### [Task to carry out]
Find each line in the entries below that contains the word "knife" and copy those lines out in full.

### [Supplied information]
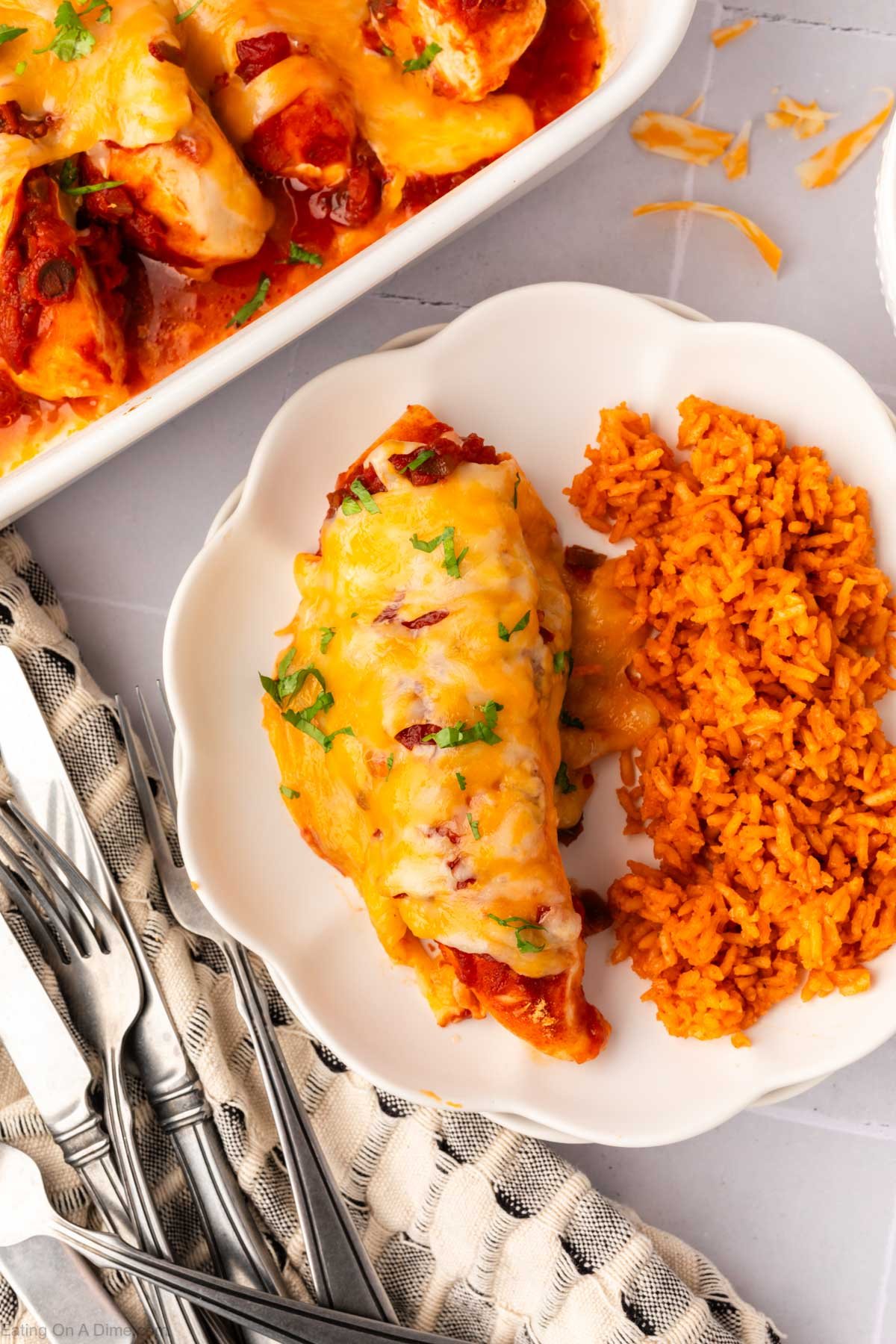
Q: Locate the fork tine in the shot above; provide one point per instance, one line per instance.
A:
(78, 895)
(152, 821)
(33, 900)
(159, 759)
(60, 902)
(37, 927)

* * *

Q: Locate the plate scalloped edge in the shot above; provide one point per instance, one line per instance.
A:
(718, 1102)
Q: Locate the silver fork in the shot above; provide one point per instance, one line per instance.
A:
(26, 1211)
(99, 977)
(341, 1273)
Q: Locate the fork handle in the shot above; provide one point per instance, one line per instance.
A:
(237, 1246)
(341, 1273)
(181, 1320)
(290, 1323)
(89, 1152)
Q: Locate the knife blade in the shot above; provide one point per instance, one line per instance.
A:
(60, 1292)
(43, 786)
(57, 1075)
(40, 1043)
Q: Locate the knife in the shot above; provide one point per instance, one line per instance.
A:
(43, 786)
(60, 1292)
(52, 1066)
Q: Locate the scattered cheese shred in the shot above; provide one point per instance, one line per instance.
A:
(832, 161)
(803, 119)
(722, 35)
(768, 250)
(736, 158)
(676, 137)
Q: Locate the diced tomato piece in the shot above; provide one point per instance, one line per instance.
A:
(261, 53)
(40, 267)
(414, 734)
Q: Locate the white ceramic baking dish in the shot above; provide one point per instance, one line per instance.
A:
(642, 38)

...

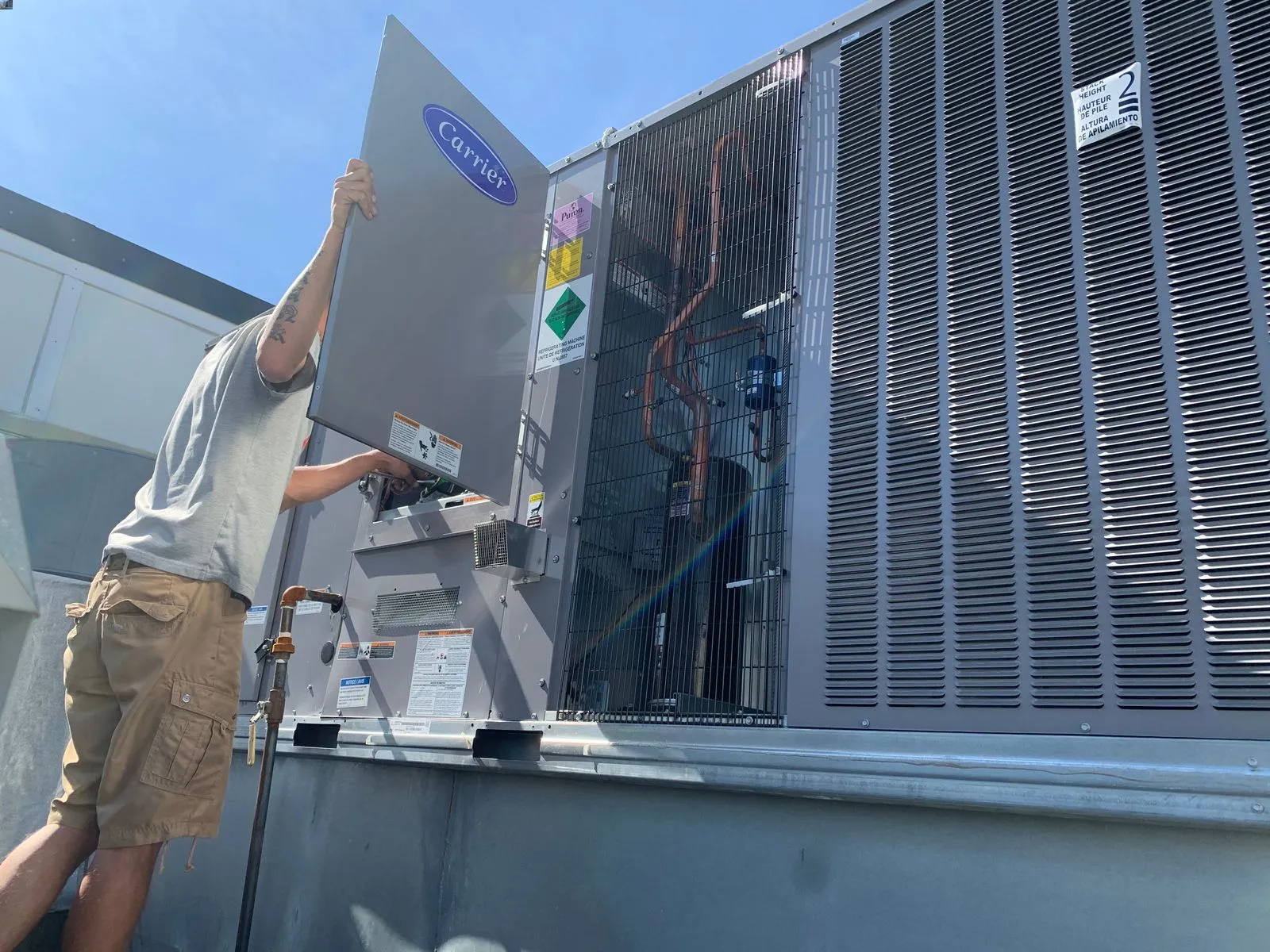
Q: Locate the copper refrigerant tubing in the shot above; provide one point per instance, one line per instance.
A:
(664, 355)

### [Answer to the problem]
Q: Locate the knife blade in the shot above; provide one point per instance, one line per instance.
Q: Locate the knife in the shot above; provide one point per instance, one line per instance.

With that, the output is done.